Image-grounded pointing data:

%%

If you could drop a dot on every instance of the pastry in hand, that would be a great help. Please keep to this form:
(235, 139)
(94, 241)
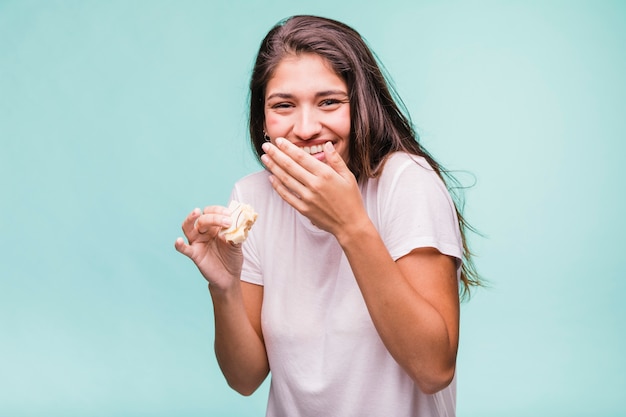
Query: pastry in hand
(243, 217)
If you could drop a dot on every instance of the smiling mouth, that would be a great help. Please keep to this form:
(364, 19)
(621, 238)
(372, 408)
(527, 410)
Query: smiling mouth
(312, 150)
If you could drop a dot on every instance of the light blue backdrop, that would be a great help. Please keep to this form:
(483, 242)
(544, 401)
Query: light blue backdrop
(119, 117)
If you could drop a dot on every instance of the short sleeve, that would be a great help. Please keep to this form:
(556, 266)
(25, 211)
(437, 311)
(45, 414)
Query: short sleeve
(415, 209)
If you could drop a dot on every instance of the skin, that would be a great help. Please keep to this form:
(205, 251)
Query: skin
(413, 302)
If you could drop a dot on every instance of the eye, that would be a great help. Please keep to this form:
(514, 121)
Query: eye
(331, 102)
(282, 105)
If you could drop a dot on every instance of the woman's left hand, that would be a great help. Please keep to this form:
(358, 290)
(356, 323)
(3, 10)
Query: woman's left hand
(326, 193)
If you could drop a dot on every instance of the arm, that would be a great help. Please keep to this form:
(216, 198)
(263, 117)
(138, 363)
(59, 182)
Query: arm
(413, 302)
(239, 345)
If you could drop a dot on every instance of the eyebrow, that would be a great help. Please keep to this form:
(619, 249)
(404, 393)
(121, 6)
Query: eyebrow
(317, 95)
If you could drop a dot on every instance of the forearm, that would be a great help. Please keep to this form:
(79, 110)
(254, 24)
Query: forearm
(239, 349)
(414, 331)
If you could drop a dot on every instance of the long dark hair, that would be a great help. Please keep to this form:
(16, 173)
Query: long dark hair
(379, 126)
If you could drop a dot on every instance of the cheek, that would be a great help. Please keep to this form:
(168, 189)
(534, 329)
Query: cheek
(273, 123)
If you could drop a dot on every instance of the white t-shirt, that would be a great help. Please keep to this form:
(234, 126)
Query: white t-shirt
(325, 356)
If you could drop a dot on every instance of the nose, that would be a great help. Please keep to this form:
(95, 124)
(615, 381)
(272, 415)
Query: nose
(307, 124)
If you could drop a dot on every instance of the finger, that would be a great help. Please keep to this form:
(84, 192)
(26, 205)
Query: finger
(182, 247)
(286, 194)
(190, 222)
(212, 223)
(292, 160)
(335, 161)
(282, 176)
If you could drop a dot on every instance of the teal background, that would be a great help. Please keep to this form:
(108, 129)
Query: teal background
(119, 117)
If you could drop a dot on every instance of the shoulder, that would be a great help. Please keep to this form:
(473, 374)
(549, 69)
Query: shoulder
(401, 169)
(252, 185)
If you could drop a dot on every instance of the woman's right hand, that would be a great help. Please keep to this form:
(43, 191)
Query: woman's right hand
(219, 261)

%%

TASK GOAL
Please give the records again word for word, omitting all images.

TASK RESULT
If you could drop a dot on every instance of the pastry in hand, that would be a great help. Please keep to this form:
(235, 139)
(94, 241)
Query: pastry in hand
(243, 217)
If you could drop a dot on every instance of the smiling mouth, that would be a great help. Please keep to this form:
(364, 19)
(621, 238)
(372, 408)
(527, 410)
Query: smiling mouth
(312, 150)
If you could drop a dot on every instance of the light blue backdrop, that would be a great help. Please keep to this form:
(483, 242)
(544, 401)
Query: light blue backdrop
(119, 117)
If you could drop a dot on every instance of the short sleeve, that would be a great help. Please keep to this form:
(556, 266)
(25, 211)
(437, 311)
(45, 414)
Query: short sleeve
(415, 209)
If you could drop a dot on every instance of the skin, that would be a great help. Please keep to this form:
(205, 251)
Query: skin
(413, 302)
If you could drop a dot on every instance of the eye, that would be a great help. Please keep to this form:
(514, 121)
Query: eye
(331, 102)
(282, 105)
If you could drop a dot on every instance of the woman's left hand, that would be a great help. Please keep to this form:
(358, 290)
(356, 323)
(3, 10)
Query: woman's left hand
(326, 193)
If you could drop a dot on every instance of the arm, that would be a great help. Please keep to this form:
(216, 198)
(263, 117)
(138, 363)
(59, 182)
Query: arm
(413, 302)
(239, 345)
If you could drop a dot on every instance of the eyebrow, that would be a great help. Please keep to this form:
(619, 249)
(404, 393)
(121, 6)
Query: eyebrow
(317, 95)
If you could drop a dot on every instance of the forearm, that would be a great help. Please keep to this form:
(79, 110)
(254, 24)
Query: forearm
(239, 349)
(414, 331)
If you could drop a dot on every instance of the long dark hair, that would be a great help. Please keep to this form:
(16, 173)
Query: long dark hair
(379, 126)
If you could drop a dot on every instance of the cheek, that would be a great help. Please keep to this form:
(168, 189)
(534, 329)
Query: cheek
(273, 123)
If you could drop a dot on every instance of the white t-shirt, that would be a great help. Please keep to this form:
(234, 126)
Query: white t-shirt
(325, 356)
If you could drop a dot on every instance of the nose, that would be a great help. Please keep to this form:
(95, 124)
(615, 381)
(272, 415)
Query: nose
(307, 124)
If you could drop a dot on every instance of the finger, that would be a great help. Please keep to this form:
(84, 192)
(26, 205)
Query: finger
(182, 247)
(286, 194)
(190, 222)
(212, 223)
(292, 160)
(335, 161)
(282, 176)
If you could drop a dot on every instance of the teal background, that would be a great help. Please keep to this form:
(108, 129)
Query: teal background
(119, 117)
If you could drop a dot on every instance of the shoulder, that would be a great help. Please keep to this form:
(473, 374)
(549, 69)
Query: shoulder
(401, 169)
(252, 185)
If you could drop a dot on every instance of the woman's right hand, that would be a great help. Please keep to this form:
(43, 191)
Query: woman's right hand
(219, 261)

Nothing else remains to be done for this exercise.